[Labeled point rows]
..............................

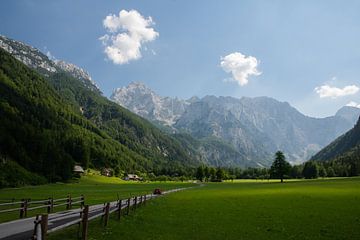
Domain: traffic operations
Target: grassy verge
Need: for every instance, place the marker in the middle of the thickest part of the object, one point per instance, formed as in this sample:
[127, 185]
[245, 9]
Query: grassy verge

..............................

Edit the rows so that each "grassy verge" becomes "grass strip" and nothing else changes. Leave the pictures out of your version.

Domain: traffic operations
Target: grass strip
Need: for every instance, place the marker in the middle of the thickest part of the object, one point per instance, formed as in this sample:
[127, 185]
[245, 9]
Query: grass strip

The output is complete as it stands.